## EXERCISE DESCRIPTION
Repeat the entries from the line with "Task: point to every instance of the meadow." through the end, substituting "grassy field" for "meadow" and leaving everything else unchanged. Leave the pictures out.

## ENTRIES SHOWN
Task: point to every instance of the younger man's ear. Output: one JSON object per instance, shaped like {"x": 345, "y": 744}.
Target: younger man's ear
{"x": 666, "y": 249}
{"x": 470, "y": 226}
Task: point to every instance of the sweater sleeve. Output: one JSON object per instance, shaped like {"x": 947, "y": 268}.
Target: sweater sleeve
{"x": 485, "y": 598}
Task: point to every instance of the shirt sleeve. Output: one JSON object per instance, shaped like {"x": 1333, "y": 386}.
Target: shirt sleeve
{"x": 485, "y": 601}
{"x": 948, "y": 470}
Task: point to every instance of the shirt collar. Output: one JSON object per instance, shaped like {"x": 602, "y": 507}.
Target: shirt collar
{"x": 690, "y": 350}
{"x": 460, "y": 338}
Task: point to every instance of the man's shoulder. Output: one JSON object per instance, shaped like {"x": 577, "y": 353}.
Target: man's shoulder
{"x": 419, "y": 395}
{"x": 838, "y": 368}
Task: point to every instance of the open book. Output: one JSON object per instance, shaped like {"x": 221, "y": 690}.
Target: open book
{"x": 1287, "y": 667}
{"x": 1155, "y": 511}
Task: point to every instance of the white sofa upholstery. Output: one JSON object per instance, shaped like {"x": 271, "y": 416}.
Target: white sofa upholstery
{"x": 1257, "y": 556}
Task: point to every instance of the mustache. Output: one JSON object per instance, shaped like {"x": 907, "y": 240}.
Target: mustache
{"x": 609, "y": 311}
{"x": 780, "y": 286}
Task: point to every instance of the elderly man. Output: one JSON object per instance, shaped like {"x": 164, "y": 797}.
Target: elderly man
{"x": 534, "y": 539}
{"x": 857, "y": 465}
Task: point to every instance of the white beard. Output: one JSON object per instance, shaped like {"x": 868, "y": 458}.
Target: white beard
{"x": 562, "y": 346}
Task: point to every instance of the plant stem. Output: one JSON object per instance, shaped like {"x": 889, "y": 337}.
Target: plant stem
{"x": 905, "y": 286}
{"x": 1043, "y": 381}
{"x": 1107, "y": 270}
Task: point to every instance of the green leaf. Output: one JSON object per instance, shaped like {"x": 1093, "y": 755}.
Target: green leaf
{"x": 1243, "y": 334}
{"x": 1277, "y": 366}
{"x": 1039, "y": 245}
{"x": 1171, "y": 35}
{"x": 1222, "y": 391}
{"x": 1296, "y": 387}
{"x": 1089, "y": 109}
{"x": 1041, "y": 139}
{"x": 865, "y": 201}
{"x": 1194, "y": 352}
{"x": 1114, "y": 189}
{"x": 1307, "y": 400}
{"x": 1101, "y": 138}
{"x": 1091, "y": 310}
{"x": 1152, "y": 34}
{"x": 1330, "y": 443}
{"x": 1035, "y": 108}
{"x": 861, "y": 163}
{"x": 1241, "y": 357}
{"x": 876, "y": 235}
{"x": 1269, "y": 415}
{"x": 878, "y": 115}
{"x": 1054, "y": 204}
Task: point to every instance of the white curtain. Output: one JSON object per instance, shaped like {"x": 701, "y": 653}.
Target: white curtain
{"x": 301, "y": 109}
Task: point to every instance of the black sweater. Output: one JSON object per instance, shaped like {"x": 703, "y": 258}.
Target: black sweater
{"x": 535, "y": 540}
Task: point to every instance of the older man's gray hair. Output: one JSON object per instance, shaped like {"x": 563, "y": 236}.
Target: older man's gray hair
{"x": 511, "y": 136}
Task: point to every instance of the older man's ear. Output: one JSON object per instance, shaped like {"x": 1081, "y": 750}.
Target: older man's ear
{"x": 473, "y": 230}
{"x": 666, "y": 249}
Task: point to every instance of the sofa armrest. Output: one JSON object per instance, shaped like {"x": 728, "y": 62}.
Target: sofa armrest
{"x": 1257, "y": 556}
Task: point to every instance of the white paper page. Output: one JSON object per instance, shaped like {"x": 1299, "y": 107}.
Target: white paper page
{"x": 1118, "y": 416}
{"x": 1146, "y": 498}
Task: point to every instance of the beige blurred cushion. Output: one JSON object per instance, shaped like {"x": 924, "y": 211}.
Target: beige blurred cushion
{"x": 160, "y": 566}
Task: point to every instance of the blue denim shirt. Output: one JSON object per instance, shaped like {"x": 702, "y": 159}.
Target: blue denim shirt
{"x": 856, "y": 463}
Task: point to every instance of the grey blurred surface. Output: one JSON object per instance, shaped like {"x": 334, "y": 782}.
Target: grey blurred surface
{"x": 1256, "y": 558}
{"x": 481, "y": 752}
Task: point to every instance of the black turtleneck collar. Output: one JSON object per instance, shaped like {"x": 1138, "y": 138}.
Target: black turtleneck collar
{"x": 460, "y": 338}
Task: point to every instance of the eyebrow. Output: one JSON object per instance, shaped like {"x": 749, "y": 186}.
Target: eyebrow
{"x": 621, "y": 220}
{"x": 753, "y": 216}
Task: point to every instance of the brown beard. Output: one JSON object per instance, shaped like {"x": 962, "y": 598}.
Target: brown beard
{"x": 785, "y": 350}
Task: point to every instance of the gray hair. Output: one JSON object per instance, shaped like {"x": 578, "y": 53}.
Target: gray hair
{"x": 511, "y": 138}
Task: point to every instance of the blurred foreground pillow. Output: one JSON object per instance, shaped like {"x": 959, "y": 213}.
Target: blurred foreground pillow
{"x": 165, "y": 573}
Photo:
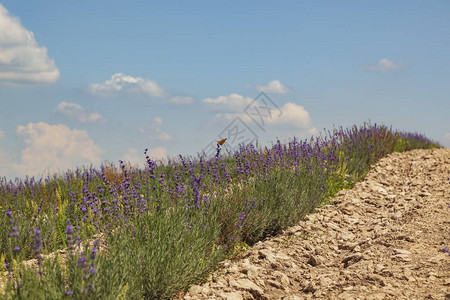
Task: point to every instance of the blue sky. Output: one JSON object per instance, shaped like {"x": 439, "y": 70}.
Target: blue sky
{"x": 82, "y": 82}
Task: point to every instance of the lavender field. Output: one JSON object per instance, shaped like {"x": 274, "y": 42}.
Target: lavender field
{"x": 150, "y": 233}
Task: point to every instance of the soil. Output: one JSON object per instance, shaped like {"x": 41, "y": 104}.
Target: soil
{"x": 387, "y": 238}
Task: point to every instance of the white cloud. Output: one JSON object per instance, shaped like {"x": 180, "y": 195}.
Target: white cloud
{"x": 138, "y": 159}
{"x": 22, "y": 60}
{"x": 274, "y": 87}
{"x": 233, "y": 102}
{"x": 155, "y": 131}
{"x": 181, "y": 100}
{"x": 52, "y": 148}
{"x": 384, "y": 65}
{"x": 120, "y": 83}
{"x": 78, "y": 112}
{"x": 293, "y": 116}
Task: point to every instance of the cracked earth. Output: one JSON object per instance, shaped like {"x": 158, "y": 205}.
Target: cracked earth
{"x": 387, "y": 238}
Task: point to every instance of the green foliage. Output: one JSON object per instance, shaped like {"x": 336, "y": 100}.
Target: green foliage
{"x": 165, "y": 228}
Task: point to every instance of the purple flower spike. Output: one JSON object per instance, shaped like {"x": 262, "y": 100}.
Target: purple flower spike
{"x": 69, "y": 229}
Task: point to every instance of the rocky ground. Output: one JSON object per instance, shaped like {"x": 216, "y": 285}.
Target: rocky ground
{"x": 384, "y": 239}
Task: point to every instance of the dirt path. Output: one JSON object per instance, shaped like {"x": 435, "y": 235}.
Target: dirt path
{"x": 385, "y": 239}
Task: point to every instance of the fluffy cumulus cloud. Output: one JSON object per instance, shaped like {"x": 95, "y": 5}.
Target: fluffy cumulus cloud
{"x": 53, "y": 148}
{"x": 384, "y": 65}
{"x": 447, "y": 139}
{"x": 154, "y": 130}
{"x": 293, "y": 121}
{"x": 22, "y": 60}
{"x": 137, "y": 159}
{"x": 78, "y": 112}
{"x": 231, "y": 103}
{"x": 120, "y": 84}
{"x": 274, "y": 87}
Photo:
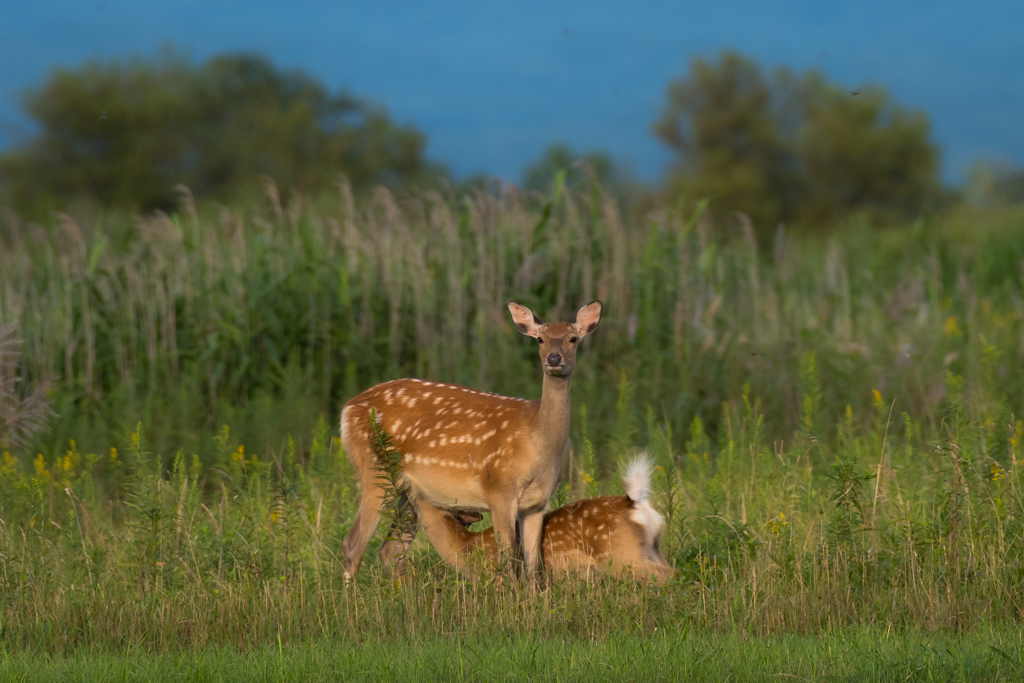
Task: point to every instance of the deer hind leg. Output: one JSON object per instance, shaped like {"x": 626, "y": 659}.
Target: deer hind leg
{"x": 503, "y": 517}
{"x": 367, "y": 519}
{"x": 394, "y": 549}
{"x": 532, "y": 526}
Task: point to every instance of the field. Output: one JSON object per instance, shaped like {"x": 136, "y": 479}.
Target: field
{"x": 834, "y": 418}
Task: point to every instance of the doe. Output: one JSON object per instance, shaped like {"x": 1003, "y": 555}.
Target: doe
{"x": 469, "y": 450}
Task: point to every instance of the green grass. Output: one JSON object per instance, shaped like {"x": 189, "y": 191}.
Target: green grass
{"x": 853, "y": 655}
{"x": 836, "y": 426}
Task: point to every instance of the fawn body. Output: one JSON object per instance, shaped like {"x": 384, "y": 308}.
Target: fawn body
{"x": 469, "y": 450}
{"x": 616, "y": 534}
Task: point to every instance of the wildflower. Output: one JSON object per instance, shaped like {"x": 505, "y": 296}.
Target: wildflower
{"x": 42, "y": 473}
{"x": 777, "y": 524}
{"x": 997, "y": 471}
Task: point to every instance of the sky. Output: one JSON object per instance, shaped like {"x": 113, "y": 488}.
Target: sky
{"x": 493, "y": 84}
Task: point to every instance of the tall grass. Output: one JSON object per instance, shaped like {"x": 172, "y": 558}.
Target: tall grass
{"x": 836, "y": 422}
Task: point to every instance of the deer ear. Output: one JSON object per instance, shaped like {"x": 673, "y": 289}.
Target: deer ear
{"x": 588, "y": 317}
{"x": 525, "y": 321}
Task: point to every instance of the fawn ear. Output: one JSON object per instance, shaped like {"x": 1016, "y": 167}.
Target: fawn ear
{"x": 525, "y": 321}
{"x": 588, "y": 317}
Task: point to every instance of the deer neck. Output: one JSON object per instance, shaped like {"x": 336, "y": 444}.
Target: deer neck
{"x": 551, "y": 424}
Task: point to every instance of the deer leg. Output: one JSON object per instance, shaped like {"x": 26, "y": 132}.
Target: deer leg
{"x": 394, "y": 549}
{"x": 367, "y": 519}
{"x": 439, "y": 527}
{"x": 532, "y": 525}
{"x": 503, "y": 517}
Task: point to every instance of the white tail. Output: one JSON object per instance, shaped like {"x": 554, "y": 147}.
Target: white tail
{"x": 637, "y": 477}
{"x": 615, "y": 534}
{"x": 468, "y": 450}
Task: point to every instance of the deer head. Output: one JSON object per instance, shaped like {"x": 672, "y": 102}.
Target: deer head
{"x": 558, "y": 341}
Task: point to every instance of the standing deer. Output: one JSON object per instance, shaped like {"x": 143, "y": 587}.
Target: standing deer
{"x": 470, "y": 450}
{"x": 616, "y": 534}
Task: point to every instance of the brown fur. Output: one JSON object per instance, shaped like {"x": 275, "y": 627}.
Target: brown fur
{"x": 469, "y": 450}
{"x": 594, "y": 534}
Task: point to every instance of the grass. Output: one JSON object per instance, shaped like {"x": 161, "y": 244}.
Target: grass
{"x": 836, "y": 427}
{"x": 860, "y": 654}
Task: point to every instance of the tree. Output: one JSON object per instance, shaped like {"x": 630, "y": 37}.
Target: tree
{"x": 787, "y": 147}
{"x": 861, "y": 152}
{"x": 125, "y": 133}
{"x": 539, "y": 175}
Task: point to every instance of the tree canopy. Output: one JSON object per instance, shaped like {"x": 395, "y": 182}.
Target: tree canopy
{"x": 125, "y": 133}
{"x": 788, "y": 147}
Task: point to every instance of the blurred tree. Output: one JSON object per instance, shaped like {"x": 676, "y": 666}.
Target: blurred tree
{"x": 722, "y": 124}
{"x": 862, "y": 152}
{"x": 793, "y": 148}
{"x": 539, "y": 175}
{"x": 126, "y": 133}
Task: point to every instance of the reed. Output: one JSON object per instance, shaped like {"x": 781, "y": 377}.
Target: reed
{"x": 836, "y": 422}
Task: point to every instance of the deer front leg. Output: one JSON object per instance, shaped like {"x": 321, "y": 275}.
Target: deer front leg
{"x": 503, "y": 517}
{"x": 438, "y": 526}
{"x": 532, "y": 525}
{"x": 394, "y": 549}
{"x": 367, "y": 519}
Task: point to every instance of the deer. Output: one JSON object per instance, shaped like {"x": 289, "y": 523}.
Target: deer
{"x": 620, "y": 535}
{"x": 469, "y": 450}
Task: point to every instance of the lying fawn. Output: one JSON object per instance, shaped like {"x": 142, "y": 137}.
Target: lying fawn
{"x": 616, "y": 534}
{"x": 469, "y": 450}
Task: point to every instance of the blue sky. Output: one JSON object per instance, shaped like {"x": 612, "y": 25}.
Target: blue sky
{"x": 493, "y": 84}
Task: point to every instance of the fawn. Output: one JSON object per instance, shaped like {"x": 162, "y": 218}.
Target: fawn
{"x": 469, "y": 450}
{"x": 617, "y": 534}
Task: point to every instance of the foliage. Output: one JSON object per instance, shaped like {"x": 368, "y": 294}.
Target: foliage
{"x": 22, "y": 414}
{"x": 580, "y": 170}
{"x": 232, "y": 337}
{"x": 794, "y": 147}
{"x": 854, "y": 654}
{"x": 124, "y": 133}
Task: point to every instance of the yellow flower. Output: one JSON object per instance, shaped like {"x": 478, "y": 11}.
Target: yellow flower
{"x": 40, "y": 465}
{"x": 9, "y": 465}
{"x": 777, "y": 524}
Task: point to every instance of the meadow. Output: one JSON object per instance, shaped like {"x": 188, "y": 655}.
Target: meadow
{"x": 835, "y": 419}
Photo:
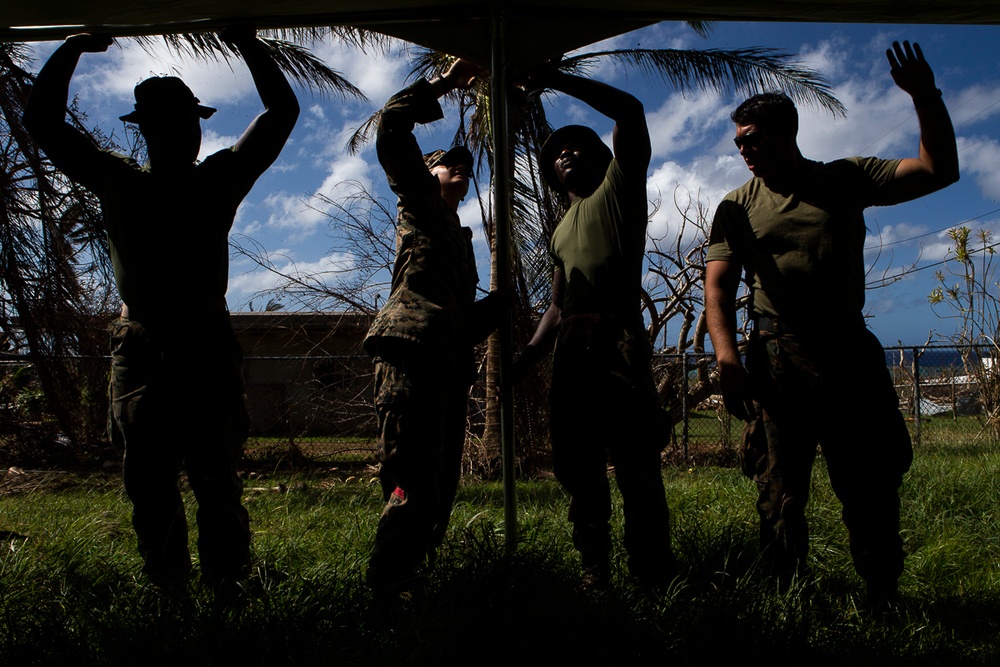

## EXERCISE SOLUTION
Task: point to every instance of the grassy field. Output: one JSON object per instance, shaped like {"x": 188, "y": 655}.
Target: grassy field
{"x": 835, "y": 419}
Photo:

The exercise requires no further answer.